> **WHAT THE TASK ASKS**:
Please return all of the data below line for line without changing anything, and leave the pictures out of your answer.
"""
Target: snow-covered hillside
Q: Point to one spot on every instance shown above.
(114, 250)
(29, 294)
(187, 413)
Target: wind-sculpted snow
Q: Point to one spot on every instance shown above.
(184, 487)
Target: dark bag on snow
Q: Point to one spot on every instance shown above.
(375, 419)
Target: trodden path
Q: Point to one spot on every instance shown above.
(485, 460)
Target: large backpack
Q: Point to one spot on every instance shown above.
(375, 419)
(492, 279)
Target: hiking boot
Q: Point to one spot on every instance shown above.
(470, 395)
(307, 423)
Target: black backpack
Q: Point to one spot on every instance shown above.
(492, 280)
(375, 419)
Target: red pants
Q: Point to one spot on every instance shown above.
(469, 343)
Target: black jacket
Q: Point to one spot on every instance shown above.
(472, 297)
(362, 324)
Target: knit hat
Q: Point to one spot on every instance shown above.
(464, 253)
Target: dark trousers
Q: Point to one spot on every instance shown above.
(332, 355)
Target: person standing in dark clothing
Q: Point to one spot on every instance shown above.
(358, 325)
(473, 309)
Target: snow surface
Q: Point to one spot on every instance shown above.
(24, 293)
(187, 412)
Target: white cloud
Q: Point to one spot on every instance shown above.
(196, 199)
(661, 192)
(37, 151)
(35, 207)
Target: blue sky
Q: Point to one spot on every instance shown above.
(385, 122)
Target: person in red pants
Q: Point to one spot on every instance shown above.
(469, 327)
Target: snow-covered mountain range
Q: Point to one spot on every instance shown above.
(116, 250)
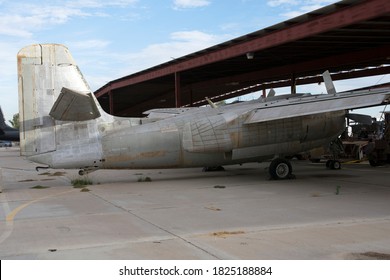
"""
> **COMPLETE OUTPUT**:
Target: snow-covered hillside
Q: Point to one spot on every instance shown above.
(114, 250)
(29, 294)
(187, 413)
Target: wind-sculpted snow
Q: Point to one spot on every instance shown above.
(184, 487)
Target: dark bag on snow
Q: Point to one spot on every instance shown above.
(375, 419)
Target: trodden path
Q: Point to one spot on every instance shown above.
(485, 460)
Target: large backpack
Q: Point to one spot on every instance shown above.
(375, 419)
(492, 279)
Target: hiking boot
Q: Point to one spot on every instance shown above.
(470, 395)
(307, 423)
Target: black backpack
Q: Point to one spot on every instance shown above.
(492, 280)
(375, 419)
Target: red pants
Q: Point to one spot on every instance shown above.
(469, 343)
Target: black jacket
Q: Point to one spot on every instance shown above.
(472, 297)
(362, 324)
Target: knit hat
Q: Point to one spot on every instance shown above.
(464, 253)
Target: dark trousers
Q: Point to one spot on every instance shown above.
(332, 355)
Target: person standing in dark clothing
Q: Point to one spot on every instance shown above.
(358, 325)
(473, 309)
Target: snow surface
Q: Point to one spot on every instance shown above.
(24, 293)
(187, 412)
Target: white cloud
Q: Point to one spot on every instance shown above.
(196, 199)
(661, 192)
(37, 151)
(35, 207)
Target: blue sky
Q: Point to one spot on every instance shown above.
(385, 122)
Target: person in red pants
Q: Point to one spot on every instance shown above.
(469, 327)
Target: snow-covered mountain range
Q: Point to one spot on every instance shown above.
(116, 250)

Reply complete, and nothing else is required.